Dataset excerpts
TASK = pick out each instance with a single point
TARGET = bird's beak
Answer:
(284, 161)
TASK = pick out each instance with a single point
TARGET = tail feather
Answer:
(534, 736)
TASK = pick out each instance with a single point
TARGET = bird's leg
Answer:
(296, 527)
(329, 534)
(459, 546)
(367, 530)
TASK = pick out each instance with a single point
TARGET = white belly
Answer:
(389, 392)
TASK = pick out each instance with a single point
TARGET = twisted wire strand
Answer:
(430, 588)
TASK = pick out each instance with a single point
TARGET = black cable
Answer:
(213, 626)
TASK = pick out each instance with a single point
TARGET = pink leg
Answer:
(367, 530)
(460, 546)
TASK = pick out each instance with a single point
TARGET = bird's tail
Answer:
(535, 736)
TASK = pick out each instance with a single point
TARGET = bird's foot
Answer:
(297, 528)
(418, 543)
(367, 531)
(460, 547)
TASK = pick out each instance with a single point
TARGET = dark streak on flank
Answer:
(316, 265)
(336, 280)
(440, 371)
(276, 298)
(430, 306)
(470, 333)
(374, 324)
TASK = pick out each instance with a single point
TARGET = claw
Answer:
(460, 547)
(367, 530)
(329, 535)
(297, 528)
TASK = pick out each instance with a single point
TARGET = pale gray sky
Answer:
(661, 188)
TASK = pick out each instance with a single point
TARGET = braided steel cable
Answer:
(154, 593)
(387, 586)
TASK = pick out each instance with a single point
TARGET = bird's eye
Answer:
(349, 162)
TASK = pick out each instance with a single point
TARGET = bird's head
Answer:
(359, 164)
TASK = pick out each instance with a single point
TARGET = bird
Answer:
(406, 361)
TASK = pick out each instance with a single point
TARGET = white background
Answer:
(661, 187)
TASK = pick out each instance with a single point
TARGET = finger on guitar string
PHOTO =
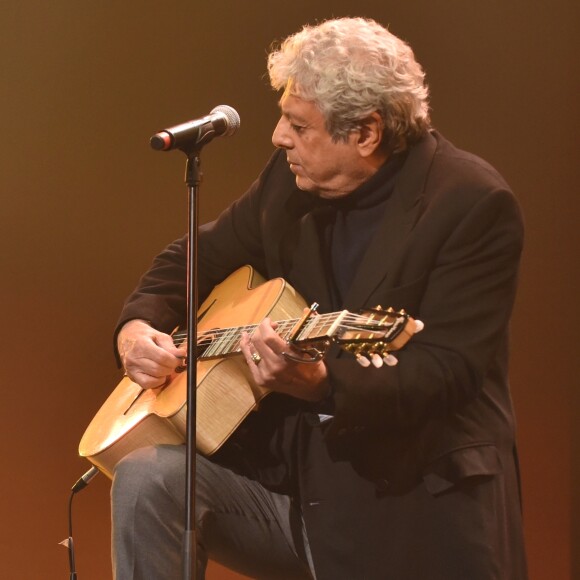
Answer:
(148, 355)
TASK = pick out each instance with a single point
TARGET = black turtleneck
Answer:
(347, 224)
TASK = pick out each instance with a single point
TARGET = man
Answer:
(398, 472)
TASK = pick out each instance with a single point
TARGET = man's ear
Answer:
(370, 135)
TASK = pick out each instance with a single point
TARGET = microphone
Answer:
(85, 479)
(223, 120)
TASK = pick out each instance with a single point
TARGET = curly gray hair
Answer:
(350, 68)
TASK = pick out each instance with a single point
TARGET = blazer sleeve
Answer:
(466, 299)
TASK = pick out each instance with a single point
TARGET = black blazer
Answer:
(389, 474)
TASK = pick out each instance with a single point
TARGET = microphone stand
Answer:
(192, 148)
(192, 179)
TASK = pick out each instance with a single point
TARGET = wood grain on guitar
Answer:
(132, 417)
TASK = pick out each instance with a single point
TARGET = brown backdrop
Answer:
(86, 204)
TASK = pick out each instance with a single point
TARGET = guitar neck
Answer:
(221, 342)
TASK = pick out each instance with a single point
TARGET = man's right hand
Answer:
(149, 357)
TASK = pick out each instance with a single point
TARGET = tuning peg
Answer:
(377, 360)
(363, 361)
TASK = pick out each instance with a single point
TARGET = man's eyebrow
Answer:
(293, 116)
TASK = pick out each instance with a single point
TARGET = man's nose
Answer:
(281, 136)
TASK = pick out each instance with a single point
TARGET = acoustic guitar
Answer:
(133, 417)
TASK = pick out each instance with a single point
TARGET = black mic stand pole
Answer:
(192, 179)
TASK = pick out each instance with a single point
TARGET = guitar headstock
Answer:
(375, 333)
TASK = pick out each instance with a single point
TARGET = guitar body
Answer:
(132, 417)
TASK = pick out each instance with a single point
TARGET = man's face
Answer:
(322, 166)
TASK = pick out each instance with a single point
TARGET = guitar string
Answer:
(227, 340)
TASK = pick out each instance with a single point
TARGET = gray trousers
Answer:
(239, 523)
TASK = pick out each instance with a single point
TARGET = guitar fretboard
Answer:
(221, 342)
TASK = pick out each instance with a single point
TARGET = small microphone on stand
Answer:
(68, 543)
(85, 479)
(223, 120)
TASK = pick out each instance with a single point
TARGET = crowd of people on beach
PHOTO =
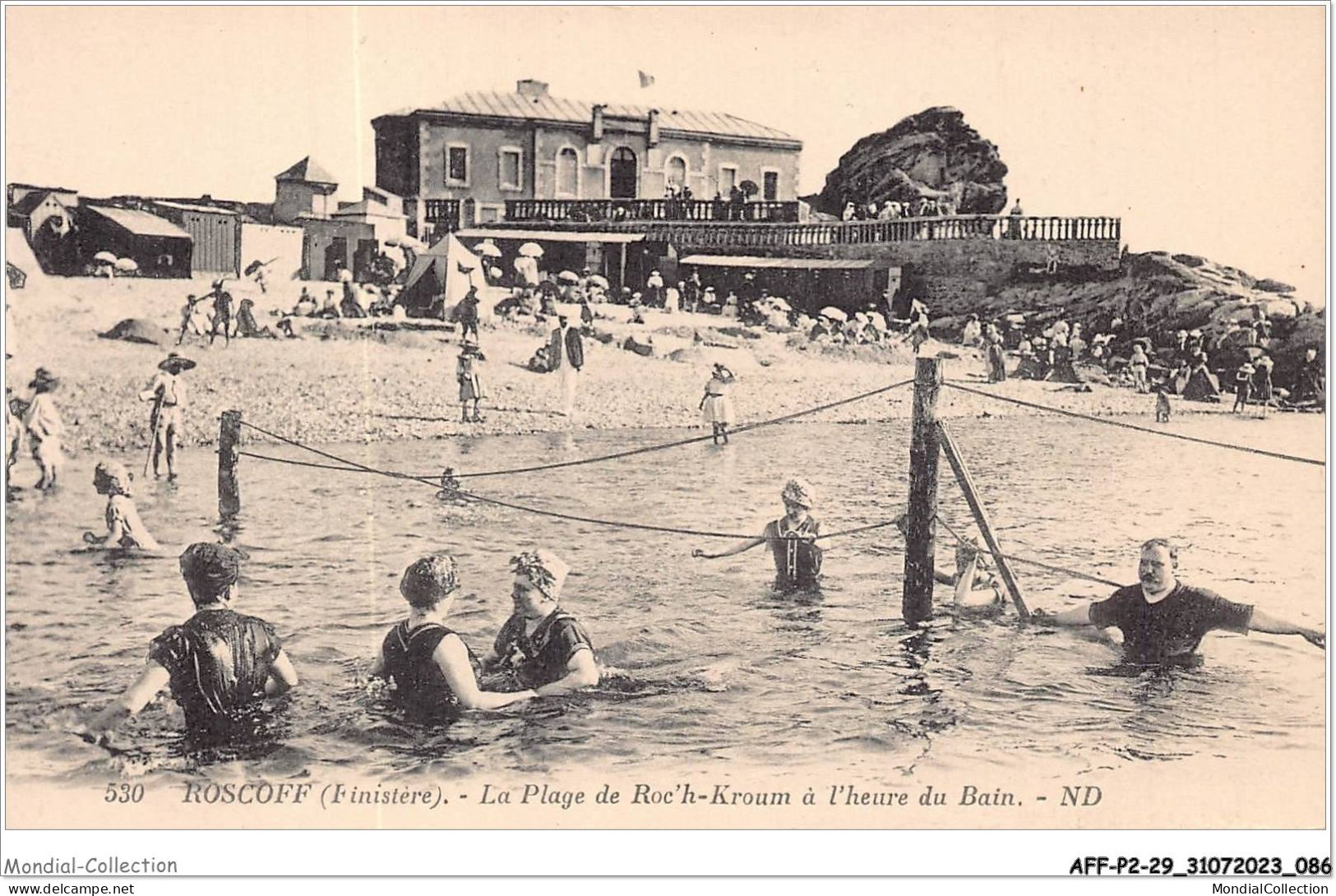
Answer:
(1175, 363)
(220, 665)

Problem description: With the pictures dropped, give every entry above again exactly.

Response to the exercise:
TASK = pick out each instance with a single point
TARGET = bird's beak
Answer:
(284, 161)
TASK = pick out each instance with a single point
TARGET = tail feather
Answer:
(534, 736)
TASK = pick out each instance with a single point
TARGET = bird's leg
Answer:
(296, 527)
(329, 534)
(459, 546)
(367, 530)
TASK = pick out each instance with a single point
TARGET = white belly
Answer:
(389, 392)
TASK = pick out each instance with a single point
TARGET = twisted wire strand
Answer:
(430, 588)
TASK = pick out each instance with a single point
TARGET = black cable
Answer:
(213, 626)
TASK = pick out each instance with a single point
TARGET = pink leg
Answer:
(367, 530)
(460, 546)
TASK = pick out each instance with a single point
TARGET = bird's tail
Answer:
(535, 736)
TASK = pick out each instance with a single point
TARGET = bird's foot
Answer:
(297, 528)
(418, 543)
(367, 531)
(460, 547)
TASK = pick out each instance with a single point
TARGET = dark streak on flank
Answer:
(316, 265)
(336, 280)
(440, 371)
(276, 298)
(430, 306)
(470, 333)
(374, 324)
TASK = pick out each instance with a single point
TARGET = claw
Answer:
(460, 547)
(367, 530)
(329, 535)
(297, 528)
TASK = pick out each instance with a single point
TARGET = pale gray sky
Answer:
(661, 188)
TASK = pick out each instance with a single point
TARGET = braided steel cable
Answer:
(154, 593)
(387, 586)
TASK = pick out each instance with a single point
TARGET = bird's eye
Answer:
(349, 162)
TASK = pick out each instance with a single point
TARGET = bird's head
Answer:
(359, 164)
TASK = pick out each instance with a single point
TARGET = bird
Answer:
(406, 361)
TASK = pick out each instance with a single point
TARGET = white background
Answer:
(661, 187)
TASK = pick out each instance with a single point
TARGET = finger on guitar string
PHOTO =
Answer:
(148, 355)
TASK = pick out each instance with a single point
TARGET = black turtleneck
Answer:
(347, 224)
TASK = pick out each instance with a single point
TARGET = man
Answer:
(398, 472)
TASK = pick out each instance with a single point
TARGET = man's ear
Answer:
(370, 135)
TASK = pick out each instance with a single point
TARGET = microphone
Answer:
(85, 479)
(223, 120)
TASK = pick out each instance with a single point
TARGET = curly gray hair
Answer:
(350, 68)
TASK = pick out each instance with a single point
TARGET = blazer sleeve
Answer:
(466, 299)
TASK = pick out each instance with a single point
TARGET = black blazer
Answer:
(389, 474)
TASK = pick out each instance with a single point
TARGET = microphone stand
Answer:
(192, 148)
(192, 179)
TASK = pick out each instance with a single point
TARGET = wood grain on guitar
Answer:
(132, 417)
TASK = pick out each instance with a single point
TARGET = brown backdrop
Answer:
(86, 204)
TASK = pick out each instance with a single point
TARGET = guitar neck
Answer:
(221, 342)
TASK = pick out each instance with a single point
TARGET = man's right hand
Answer:
(149, 357)
TASK = pick out each instance with a single point
TARGET = tuning peg
Answer:
(377, 360)
(363, 361)
TASK = pick out each instance with a single point
TARGET = man's eyebrow
Answer:
(293, 116)
TASK = pick out each instance with a single point
TARGET = man's nose
Answer:
(281, 136)
TASK = pick out each instance with a single point
TARGET = acoustic guitar
Answer:
(133, 417)
TASK = pick out each instance with a single point
TARGET = black mic stand pole
Answer:
(192, 179)
TASK = pick out each instance with a single point
TARGET = guitar headstock
Answer:
(375, 333)
TASK = pick out each instance with a single point
TARGET = guitar body
Answer:
(132, 417)
TASK = pick out each instance with a single point
TARGET = man's face
Answer:
(322, 166)
TASK = pick out each instance with a single point
TARGET = guitar string
Answer:
(227, 340)
TASK = pick out each instance with a single point
TARGET = gray trousers
Answer:
(239, 523)
TASK = pick out each instance with a single point
TARGET = guitar fretboard
Answer:
(221, 342)
TASK = pick out each instance with a single point
TARGET = small microphone on stand
Answer:
(68, 543)
(85, 479)
(223, 120)
TASK = pick out each instance with a single point
TARGET = crowd of people on beach
PHOTO =
Answer:
(1175, 363)
(220, 665)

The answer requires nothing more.